== TEXT SECTION ==
= = = = = = =

A recent study of over 1,500 Americans by the work management platform Wrike found that 66 percent of millennials admit to swearing at work, while only 54 percent of baby boomers say they swear on the job.
Additionally, 45 percent of millennials surveyed said that using swear words at work “doesn’t matter,” while others said it makes communicating easier. Some also said they felt that swearing bolsters camaraderie among colleagues. Another, 36 percent said cursing on the job displays passion for their work. The baby boomers confessed that using swear words while on the job is classless and unprofessional.
While one-third of the respondents said they would not accept a job at a site where swearing was strictly banned.
“I believe we have experienced a coursening of culture over the last several decades. Standards for politeness and socially acceptable behavior have gradually and continuously been sliding downward. We see this all around us, and it has been especially evident in the presidential campaign this year,” said Donna Dolphin, an associate professor of communications.
She added that the high media content that today’s youth engages in may have a profound effect.

= = = = = = =

== PROVIDED RECORDS ==

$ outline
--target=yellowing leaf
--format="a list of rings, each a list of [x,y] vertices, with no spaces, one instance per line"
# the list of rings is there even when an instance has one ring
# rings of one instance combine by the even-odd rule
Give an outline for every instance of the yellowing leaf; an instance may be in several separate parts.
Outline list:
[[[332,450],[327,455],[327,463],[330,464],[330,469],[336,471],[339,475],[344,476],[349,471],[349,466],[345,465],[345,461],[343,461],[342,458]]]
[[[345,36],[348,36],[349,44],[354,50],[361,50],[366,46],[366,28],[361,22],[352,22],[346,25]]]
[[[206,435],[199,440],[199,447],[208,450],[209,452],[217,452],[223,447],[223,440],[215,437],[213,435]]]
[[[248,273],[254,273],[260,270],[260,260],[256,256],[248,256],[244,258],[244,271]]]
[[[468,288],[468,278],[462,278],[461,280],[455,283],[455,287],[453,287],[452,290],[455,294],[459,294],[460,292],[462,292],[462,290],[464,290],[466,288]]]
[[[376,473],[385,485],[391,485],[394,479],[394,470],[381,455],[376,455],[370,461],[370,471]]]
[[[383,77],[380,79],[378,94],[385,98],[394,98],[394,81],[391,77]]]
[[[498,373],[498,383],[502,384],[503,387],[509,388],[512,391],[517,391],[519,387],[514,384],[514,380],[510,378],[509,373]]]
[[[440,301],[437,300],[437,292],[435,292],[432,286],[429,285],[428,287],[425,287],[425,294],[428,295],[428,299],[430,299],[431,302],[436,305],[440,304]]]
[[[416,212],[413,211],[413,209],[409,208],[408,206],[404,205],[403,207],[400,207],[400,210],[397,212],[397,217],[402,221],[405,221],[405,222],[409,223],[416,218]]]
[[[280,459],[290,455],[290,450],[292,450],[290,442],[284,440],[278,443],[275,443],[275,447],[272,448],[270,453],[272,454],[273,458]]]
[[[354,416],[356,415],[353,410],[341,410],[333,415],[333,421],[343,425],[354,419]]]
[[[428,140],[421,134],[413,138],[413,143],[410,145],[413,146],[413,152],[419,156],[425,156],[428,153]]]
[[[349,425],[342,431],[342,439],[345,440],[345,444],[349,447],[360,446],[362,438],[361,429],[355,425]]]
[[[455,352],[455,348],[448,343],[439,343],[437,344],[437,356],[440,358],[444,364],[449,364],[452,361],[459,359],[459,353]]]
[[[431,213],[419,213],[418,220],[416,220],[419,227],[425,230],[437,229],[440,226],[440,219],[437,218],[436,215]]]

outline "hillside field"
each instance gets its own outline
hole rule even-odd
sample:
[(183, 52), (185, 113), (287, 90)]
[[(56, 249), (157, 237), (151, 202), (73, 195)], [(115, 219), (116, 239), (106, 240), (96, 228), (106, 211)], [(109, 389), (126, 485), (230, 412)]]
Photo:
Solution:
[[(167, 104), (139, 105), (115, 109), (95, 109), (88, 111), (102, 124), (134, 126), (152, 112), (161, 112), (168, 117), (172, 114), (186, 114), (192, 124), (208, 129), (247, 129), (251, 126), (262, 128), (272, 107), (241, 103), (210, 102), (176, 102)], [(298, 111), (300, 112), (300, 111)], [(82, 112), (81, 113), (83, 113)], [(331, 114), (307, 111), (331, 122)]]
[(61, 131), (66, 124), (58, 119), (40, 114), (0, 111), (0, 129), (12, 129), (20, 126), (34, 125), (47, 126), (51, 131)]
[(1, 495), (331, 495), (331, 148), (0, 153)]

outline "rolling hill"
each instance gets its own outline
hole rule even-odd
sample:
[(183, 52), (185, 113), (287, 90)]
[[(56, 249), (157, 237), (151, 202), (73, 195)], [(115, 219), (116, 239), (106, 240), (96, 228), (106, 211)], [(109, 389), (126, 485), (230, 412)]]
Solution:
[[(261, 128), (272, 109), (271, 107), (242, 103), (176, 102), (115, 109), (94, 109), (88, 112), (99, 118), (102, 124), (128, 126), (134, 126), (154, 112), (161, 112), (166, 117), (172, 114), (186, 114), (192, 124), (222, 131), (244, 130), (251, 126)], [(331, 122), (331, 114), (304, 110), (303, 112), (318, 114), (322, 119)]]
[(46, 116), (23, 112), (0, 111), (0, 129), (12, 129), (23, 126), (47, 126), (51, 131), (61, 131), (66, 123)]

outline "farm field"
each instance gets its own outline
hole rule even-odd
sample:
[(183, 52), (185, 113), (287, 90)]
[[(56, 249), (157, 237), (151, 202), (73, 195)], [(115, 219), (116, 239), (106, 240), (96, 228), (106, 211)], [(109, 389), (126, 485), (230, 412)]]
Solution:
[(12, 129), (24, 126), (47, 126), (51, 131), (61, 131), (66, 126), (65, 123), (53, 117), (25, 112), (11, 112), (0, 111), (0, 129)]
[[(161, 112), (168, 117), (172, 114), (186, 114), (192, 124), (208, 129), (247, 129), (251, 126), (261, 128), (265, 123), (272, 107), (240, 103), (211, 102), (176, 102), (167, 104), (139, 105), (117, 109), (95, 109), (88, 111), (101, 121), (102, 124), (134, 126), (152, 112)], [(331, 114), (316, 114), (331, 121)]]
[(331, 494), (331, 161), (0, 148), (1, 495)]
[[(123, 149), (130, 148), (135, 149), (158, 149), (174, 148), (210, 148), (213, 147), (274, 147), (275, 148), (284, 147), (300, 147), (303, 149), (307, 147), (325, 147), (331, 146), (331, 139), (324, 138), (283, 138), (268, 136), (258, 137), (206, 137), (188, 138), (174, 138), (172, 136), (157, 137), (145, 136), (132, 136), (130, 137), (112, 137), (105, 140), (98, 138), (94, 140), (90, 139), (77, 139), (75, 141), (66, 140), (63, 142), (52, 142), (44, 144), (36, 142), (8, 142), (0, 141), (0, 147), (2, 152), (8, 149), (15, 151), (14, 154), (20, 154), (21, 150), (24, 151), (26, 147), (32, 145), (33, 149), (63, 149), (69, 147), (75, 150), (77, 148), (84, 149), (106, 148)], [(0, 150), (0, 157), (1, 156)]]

= = = = = = =

== YOUR TASKS ==
**A)** Decide whether each statement agrees with the article on swearing at work: (i) the study surveyed over 1,500 Americans; (ii) 54 percent of millennials admit to swearing at work; (iii) Donna Dolphin is an associate professor of communications. Answer yes or no for each, and quote the deciding words from the article.
**B)** Quote the article on swearing at work from "While one-third of" to "professor of communications.".
**C)** Write the next part of the article on swearing at work, starting after its last sentence.
The rows come from a separate source.

== OUTPUTS FOR THE TASKS ==
**A)**
(i) Yes: "A recent study of over 1,500 Americans"
(ii) No: "66 percent of millennials admit to swearing at work"
(iii) Yes: "said Donna Dolphin, an associate professor of communications"

**B)**
While one-third of the respondents said they would not accept a job at a site where swearing was strictly banned.
“I believe we have experienced a coursening of culture over the last several decades. Standards for politeness and socially acceptable behavior have gradually and continuously been sliding downward. We see this all around us, and it has been especially evident in the presidential campaign this year,” said Donna Dolphin, an associate professor of communications.

**C)**
“It’s very easy to observe what I’m talking about if we look at media content over the course of time. Something that was considered shocking 15 years ago is considered tame by current standards. Acceptable language in broadcast content today would have been fined 20 years ago. The FCC defines profanity, in part, in accordance with the standards of the local community. So I see evidence that our standards are changing,” she said.
Health care is the professional industry with the most potty-mouths, as 64 percent of health care employees say they swear at work. Finance has the second most, with 62 percent, followed by professional services and technology. Further, those in the classroom admit to cursing frequently too, as 24 percent of educators say they swear frequently at work. Additionally, it was found that 94 percent of those foul-mouthed workers swear more often in face-to-face conversation, than online.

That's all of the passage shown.